TO BE DONE → The listing below should be written out exactly; please include all of it.

THE DATA →
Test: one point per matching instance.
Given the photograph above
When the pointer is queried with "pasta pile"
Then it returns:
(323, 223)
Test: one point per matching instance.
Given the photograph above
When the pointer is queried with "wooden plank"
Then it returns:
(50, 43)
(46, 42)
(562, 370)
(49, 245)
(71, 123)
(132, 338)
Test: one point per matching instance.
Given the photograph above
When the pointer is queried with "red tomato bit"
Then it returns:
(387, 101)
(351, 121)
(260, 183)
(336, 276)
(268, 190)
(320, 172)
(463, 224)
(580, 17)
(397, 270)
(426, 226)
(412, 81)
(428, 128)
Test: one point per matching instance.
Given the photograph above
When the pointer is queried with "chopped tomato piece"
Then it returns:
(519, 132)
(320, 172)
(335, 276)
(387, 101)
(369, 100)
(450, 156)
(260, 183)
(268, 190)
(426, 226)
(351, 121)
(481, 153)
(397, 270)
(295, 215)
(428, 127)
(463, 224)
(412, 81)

COMPLETE ANSWER →
Test: one point per matching instance.
Given the photograph above
When the pointer is queried with "pasta pile"
Then it returns:
(323, 223)
Test: one point per matching instance.
Given the photograph above
When the pointer is queried with "wooden plank"
Then it returns:
(50, 43)
(46, 42)
(562, 370)
(49, 245)
(71, 123)
(132, 338)
Test: one point per matching instance.
Given the photograph above
When the pointer is queried with "red tomato bit"
Then it returns:
(387, 101)
(351, 121)
(260, 183)
(336, 276)
(268, 190)
(320, 172)
(463, 224)
(580, 17)
(397, 270)
(426, 226)
(412, 81)
(428, 128)
Test: one point per matching instance.
Given the photograph above
When the pointer is queried with "chopped tomato piece"
Then it returns:
(519, 132)
(320, 172)
(335, 276)
(387, 101)
(369, 100)
(450, 156)
(260, 183)
(268, 190)
(426, 226)
(351, 121)
(481, 153)
(397, 270)
(295, 215)
(428, 127)
(463, 224)
(412, 81)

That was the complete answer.